#### Aufgaben und Übungen
a - Übertragen Sie aus dem Text über das „Like a Rolling Stone“-Video den Abschnitt von „Er kann entweder“ bis „dominiert das Trash-TV.“ wortgetreu.
b - Prüfen Sie, ob die folgenden Aussagen mit dem Text über das „Like a Rolling Stone“-Video übereinstimmen, und antworten Sie jeweils mit Ja oder Nein samt dem ausschlaggebenden Zitat. (i) Im Video stehen dem Zuschauer 16 Kanäle zur Auswahl. (ii) Im Video überwiegen Auftritte von Prominenten. (iii) Das Video entstand 48 Jahre nach der Veröffentlichung des Songs.

#### Vorliegender Text
#####
# taz.de -- Bob Dylans Video „Like a Rolling Stone“: Wie fühlt sich das an?
       
       > Vom Moderator bis zum Tennisspieler: Im neuen „Like a Rolling
       > Stone“-Video kommen Dylans Worte aus dem Mund derer, die sich für alles
       > hergeben.
       
 (IMG) Bild: Zum Wegzappen: Eines von vielen Gesichtern aus Bob Dylans neuem Video.
       
       Wie fühlt sich das an, jeden Scheiß wegzumoderieren? Oder bei „Der Preis
       ist heiß“ zu gewinnen? Sich nachmittags animierte Comics reinzuziehen oder
       einem im Fernsehen übertragenen Sportevent beizuwohnen? Endlich wird Bob
       Dylans nach fast 50 Jahren immer noch aktueller Song „Like a Rolling Stone“
       auch für das fernsehverdummte Publikum von heute so aufbereitet, dass
       dessen Bedeutung jeder versteht – und gleichzeitig das Medium selbst
       entlavt.
       
       Zwischen 16 Kanälen kann sich der Zuschauer in dem [1][Video] entscheiden.
       Er kann entweder eine Koch- oder Reality-TV-Show, eine
       Geschichtsdokumentation, eine Game-Show, ein Tennismatch, eine Börsen- oder
       eine Fashion-Reporterin oder zwei Schauspieler in einem fiktiven Liebesfilm
       beobachten, je nach Lust und Laune zwischen den Kanälen hin und her
       schalten und sich so den eigenen Film zum Soundtrack zusammenzappen. Das
       geht stundenlang und mit ein bisschen Ausdauer sind angeblich auch ein paar
       Promis zu entdecken, aber es dominiert das Trash-TV.
       
       Alle Protagonisten, von der Obst schneidenden Fernsehköchin über die
       Teilnehmer irgendeiner TV-WG namens „Bachelors Rose“, über den
       History-Channel bis hin zu einem ebenfalls fiktiven Musik-Sender mit
       Dylan-Konzert, bewegen synchron die Lippen zum Songtext: „How does it feel,
       to be on your own, without a home, like a complete unknown, like a Rolling
       Stone“ – 48 Jahre nach der Veröffentlichung des Songs.
#####
#### Daten
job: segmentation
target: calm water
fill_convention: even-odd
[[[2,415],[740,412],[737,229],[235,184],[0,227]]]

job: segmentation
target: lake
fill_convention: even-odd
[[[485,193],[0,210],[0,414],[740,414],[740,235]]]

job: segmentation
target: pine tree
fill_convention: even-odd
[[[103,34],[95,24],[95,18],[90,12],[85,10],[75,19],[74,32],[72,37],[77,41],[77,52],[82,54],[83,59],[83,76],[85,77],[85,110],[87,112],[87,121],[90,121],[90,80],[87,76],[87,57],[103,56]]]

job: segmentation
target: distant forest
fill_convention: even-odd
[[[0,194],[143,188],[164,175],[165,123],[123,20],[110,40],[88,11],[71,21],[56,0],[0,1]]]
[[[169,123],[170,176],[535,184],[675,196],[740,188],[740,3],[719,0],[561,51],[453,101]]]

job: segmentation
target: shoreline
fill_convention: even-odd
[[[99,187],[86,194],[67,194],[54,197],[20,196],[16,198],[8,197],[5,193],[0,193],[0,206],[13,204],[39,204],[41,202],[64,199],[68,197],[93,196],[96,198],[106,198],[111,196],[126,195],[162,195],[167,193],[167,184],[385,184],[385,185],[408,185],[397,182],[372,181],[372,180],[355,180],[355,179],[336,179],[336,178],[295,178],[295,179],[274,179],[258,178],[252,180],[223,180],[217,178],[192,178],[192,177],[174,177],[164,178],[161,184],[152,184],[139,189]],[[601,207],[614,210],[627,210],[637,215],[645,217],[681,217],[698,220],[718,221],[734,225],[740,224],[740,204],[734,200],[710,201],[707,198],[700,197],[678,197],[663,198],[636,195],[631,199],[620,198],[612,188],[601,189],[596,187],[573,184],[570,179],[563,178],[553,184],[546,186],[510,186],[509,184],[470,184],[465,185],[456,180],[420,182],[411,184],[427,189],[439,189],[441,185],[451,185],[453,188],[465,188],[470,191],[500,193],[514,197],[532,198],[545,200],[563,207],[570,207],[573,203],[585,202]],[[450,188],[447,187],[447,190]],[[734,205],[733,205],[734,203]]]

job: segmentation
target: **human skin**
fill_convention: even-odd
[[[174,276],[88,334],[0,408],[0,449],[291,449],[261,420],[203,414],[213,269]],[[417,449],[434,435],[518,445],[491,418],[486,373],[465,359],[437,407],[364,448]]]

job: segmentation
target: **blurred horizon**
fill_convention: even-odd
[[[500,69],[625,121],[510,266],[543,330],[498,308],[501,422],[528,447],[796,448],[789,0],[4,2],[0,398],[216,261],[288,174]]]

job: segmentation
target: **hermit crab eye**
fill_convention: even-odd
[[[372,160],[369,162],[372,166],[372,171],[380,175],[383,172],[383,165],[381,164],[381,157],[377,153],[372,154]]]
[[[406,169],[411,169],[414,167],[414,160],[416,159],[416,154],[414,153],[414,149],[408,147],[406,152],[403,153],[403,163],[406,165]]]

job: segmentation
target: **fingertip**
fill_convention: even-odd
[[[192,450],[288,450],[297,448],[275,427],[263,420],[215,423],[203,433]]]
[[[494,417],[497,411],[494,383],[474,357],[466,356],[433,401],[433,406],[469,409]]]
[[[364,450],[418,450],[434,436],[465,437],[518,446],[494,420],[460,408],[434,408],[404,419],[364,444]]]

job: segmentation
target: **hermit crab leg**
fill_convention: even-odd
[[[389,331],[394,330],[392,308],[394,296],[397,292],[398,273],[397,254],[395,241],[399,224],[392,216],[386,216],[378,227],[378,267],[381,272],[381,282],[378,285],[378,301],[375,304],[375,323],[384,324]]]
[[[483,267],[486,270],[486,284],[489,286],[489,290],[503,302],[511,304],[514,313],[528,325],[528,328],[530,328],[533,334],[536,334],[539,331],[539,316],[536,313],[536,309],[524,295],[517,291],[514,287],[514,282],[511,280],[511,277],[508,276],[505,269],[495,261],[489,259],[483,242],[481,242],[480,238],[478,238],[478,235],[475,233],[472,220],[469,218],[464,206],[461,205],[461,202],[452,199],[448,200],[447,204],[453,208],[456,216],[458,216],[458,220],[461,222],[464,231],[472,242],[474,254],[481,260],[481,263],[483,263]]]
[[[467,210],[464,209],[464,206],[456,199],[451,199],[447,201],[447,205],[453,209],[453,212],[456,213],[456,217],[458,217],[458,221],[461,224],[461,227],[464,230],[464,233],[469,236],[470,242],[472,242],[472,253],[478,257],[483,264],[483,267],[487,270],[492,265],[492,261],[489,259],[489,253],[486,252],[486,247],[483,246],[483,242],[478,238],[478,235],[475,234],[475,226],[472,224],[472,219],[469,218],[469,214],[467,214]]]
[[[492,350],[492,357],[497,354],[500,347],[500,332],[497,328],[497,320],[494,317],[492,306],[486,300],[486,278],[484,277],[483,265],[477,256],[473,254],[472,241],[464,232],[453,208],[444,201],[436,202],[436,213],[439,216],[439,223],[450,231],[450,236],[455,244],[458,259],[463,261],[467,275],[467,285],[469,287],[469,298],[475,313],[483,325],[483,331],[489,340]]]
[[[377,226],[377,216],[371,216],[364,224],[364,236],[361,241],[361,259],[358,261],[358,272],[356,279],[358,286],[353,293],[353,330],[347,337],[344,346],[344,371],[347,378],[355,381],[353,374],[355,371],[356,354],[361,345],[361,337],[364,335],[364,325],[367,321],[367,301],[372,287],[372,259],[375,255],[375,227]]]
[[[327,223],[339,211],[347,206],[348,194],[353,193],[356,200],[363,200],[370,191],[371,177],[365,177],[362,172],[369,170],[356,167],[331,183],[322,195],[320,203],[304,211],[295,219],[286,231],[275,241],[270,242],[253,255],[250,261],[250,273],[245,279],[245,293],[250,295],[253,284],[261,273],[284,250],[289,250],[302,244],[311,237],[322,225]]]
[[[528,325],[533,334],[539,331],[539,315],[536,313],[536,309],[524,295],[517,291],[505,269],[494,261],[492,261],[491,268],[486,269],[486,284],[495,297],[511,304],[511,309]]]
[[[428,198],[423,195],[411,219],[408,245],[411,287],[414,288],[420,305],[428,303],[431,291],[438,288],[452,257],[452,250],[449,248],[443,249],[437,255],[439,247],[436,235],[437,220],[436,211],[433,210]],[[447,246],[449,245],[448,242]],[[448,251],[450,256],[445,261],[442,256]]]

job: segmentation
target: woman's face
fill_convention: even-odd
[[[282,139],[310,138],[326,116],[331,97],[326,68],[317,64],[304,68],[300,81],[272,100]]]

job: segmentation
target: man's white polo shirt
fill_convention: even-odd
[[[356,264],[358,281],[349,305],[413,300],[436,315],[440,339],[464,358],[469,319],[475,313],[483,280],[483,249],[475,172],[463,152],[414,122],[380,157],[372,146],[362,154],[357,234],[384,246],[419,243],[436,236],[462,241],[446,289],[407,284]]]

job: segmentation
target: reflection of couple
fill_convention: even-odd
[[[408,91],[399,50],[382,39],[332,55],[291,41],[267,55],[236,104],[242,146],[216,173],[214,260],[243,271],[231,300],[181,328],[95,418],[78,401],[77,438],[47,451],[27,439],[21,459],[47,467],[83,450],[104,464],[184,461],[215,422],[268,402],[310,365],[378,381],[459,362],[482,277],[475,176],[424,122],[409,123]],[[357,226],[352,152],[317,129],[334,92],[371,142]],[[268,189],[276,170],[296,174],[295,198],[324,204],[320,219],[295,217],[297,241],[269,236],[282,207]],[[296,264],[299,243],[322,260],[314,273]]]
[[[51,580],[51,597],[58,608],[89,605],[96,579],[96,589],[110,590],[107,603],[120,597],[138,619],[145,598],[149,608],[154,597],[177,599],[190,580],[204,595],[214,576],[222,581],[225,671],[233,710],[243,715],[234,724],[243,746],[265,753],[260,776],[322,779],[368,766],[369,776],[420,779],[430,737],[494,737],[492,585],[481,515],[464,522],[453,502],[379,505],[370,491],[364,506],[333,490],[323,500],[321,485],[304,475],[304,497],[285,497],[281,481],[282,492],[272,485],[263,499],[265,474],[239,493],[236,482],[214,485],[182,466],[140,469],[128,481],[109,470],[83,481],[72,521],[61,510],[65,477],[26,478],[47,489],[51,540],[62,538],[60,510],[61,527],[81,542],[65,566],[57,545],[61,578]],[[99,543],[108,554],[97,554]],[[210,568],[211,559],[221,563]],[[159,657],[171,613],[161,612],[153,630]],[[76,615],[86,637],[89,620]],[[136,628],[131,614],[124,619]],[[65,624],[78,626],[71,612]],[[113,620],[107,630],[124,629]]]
#####
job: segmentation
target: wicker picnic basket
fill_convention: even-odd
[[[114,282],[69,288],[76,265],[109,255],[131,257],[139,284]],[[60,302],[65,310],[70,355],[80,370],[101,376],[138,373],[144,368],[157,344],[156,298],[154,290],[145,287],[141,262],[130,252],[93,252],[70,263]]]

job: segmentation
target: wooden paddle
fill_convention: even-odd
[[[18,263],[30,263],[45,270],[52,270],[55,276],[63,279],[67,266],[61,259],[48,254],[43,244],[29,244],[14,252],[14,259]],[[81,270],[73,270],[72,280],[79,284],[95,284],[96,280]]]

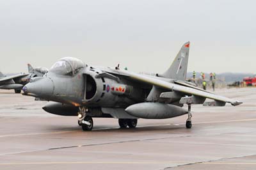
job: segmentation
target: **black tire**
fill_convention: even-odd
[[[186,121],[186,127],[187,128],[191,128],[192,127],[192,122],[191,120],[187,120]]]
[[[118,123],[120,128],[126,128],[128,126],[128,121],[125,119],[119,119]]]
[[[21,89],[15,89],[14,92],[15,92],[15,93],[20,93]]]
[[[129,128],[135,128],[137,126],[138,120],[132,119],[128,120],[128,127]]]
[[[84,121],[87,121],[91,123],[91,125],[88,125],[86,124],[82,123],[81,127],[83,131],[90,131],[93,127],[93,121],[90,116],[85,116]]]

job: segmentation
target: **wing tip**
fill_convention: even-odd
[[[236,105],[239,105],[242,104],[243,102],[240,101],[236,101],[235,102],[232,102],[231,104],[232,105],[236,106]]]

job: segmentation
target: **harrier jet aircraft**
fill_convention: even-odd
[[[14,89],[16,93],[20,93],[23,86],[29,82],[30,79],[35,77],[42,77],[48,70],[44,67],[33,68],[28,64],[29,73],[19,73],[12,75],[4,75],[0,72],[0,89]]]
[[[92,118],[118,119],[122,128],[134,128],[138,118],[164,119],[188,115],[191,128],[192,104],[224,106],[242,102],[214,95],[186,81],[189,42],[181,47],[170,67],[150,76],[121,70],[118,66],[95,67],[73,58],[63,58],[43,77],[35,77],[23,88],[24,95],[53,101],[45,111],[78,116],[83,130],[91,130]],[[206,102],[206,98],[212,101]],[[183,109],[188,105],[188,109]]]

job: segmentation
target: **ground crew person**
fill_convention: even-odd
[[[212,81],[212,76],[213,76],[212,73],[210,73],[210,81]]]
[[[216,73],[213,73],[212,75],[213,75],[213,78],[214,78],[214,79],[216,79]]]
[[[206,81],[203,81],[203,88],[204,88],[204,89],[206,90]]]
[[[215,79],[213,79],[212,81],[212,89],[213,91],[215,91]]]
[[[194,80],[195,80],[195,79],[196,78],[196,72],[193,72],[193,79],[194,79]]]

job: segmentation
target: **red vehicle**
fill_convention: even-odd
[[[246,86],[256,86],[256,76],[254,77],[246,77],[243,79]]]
#####
#### Lösungen
a -
Er kann entweder eine Koch- oder Reality-TV-Show, eine
       Geschichtsdokumentation, eine Game-Show, ein Tennismatch, eine Börsen- oder
       eine Fashion-Reporterin oder zwei Schauspieler in einem fiktiven Liebesfilm
       beobachten, je nach Lust und Laune zwischen den Kanälen hin und her
       schalten und sich so den eigenen Film zum Soundtrack zusammenzappen. Das
       geht stundenlang und mit ein bisschen Ausdauer sind angeblich auch ein paar
       Promis zu entdecken, aber es dominiert das Trash-TV.

b -
(i) Ja: „Zwischen 16 Kanälen kann sich der Zuschauer“
(ii) Nein: „aber es dominiert das Trash-TV“
(iii) Ja: „48 Jahre nach der Veröffentlichung des Songs“